───── Recorded data ─────
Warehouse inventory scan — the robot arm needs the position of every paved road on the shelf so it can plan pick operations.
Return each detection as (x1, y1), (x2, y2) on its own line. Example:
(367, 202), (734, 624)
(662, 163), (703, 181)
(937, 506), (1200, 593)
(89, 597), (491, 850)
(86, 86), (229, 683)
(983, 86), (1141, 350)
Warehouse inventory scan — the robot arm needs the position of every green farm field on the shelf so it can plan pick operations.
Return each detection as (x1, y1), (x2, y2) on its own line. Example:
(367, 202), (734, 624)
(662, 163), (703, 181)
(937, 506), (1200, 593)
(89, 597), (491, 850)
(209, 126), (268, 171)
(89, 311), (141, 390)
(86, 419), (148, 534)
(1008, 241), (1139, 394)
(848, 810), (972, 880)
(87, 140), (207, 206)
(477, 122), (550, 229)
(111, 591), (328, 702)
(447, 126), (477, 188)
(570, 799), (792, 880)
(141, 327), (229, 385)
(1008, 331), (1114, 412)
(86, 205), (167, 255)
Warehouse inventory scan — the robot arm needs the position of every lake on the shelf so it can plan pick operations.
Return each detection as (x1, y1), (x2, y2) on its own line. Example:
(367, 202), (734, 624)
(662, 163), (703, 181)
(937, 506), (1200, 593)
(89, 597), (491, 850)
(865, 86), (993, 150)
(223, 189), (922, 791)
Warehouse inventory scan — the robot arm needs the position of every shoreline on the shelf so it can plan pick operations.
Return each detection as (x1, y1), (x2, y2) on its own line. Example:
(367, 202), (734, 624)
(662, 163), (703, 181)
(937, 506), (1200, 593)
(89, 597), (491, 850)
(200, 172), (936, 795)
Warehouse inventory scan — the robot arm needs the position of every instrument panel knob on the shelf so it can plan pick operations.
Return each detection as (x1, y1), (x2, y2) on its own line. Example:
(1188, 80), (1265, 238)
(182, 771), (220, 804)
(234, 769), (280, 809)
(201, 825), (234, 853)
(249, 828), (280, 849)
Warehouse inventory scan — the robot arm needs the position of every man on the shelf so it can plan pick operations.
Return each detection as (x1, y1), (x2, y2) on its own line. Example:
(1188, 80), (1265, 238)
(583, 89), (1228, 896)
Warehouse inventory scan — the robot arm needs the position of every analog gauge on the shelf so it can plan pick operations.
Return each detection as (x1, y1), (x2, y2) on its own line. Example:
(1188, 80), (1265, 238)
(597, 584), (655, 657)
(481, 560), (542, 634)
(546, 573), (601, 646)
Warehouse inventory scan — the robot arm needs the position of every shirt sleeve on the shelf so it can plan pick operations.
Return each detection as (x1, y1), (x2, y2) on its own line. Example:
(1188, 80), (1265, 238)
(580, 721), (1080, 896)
─────
## Direction
Reproduce the listing above with each "robot arm" changed to "gripper", keeping every other character the same.

## Problem solution
Warehouse inventory scan — the gripper needs the position of every paved road on the shelf so it can plan pick operations.
Return each detection as (x1, y1), (x2, y2) on its own line. Example:
(367, 202), (734, 624)
(662, 163), (703, 181)
(937, 506), (1200, 593)
(89, 597), (491, 850)
(86, 86), (229, 683)
(983, 86), (1141, 350)
Warehouse inventory scan — the gripper needs the position of every green farm field on the shelf so it can plan pick operations.
Return each detection as (x1, y1), (x2, y2) on its own line. Example:
(367, 202), (734, 624)
(662, 163), (703, 181)
(937, 506), (1200, 593)
(89, 597), (491, 850)
(209, 126), (268, 171)
(89, 311), (141, 390)
(86, 419), (148, 534)
(1008, 241), (1139, 394)
(848, 810), (972, 880)
(87, 140), (207, 206)
(477, 122), (550, 229)
(111, 591), (328, 702)
(447, 126), (477, 188)
(570, 799), (792, 880)
(141, 327), (229, 385)
(1008, 331), (1114, 412)
(86, 205), (167, 255)
Warehouse inventory scan — the gripper needs the position of every lake on the shelf so it can plan pick operations.
Return each detection as (x1, y1), (x2, y2) on its own line. Example:
(367, 202), (734, 624)
(662, 163), (703, 181)
(937, 506), (1200, 593)
(89, 597), (491, 850)
(865, 86), (993, 150)
(223, 189), (922, 791)
Warehouse inventory scan — the gripper needs the position of every shoreline on the shelf so it can plan pick operations.
Return each detection as (x1, y1), (x2, y2) on its own line. Example:
(367, 202), (734, 624)
(662, 163), (703, 181)
(937, 506), (1200, 593)
(89, 597), (491, 850)
(200, 172), (936, 795)
Warehouse inventory scan — the gripper needs the position of every instrument panel knob on the shelf so it can plan pick operations.
Return each detection as (x1, y1), (x2, y2) on its own line. Example:
(1188, 80), (1265, 238)
(182, 771), (220, 804)
(234, 769), (280, 809)
(201, 825), (234, 853)
(249, 828), (280, 849)
Warehouse inventory scan — the gripper needs the position of every man on the shelf so it can plan pick operations.
Return each detection as (x1, y1), (x2, y2) on its own line. Example:
(1188, 80), (1265, 238)
(583, 89), (1228, 896)
Warehouse inventory scan — the gripper needs the position of every analog gauge on the shelf so it can plan pick operations.
Return each detection as (x1, y1), (x2, y2) on its own line. Example:
(1188, 80), (1265, 238)
(597, 584), (655, 657)
(481, 560), (542, 634)
(546, 573), (601, 646)
Warehouse inventory scan — the gripper needs the position of every shirt sleeve on the shelf so it can plan pick operations.
Return each detection as (x1, y1), (x2, y2) on its own line. Example:
(1188, 80), (1265, 238)
(580, 721), (1080, 896)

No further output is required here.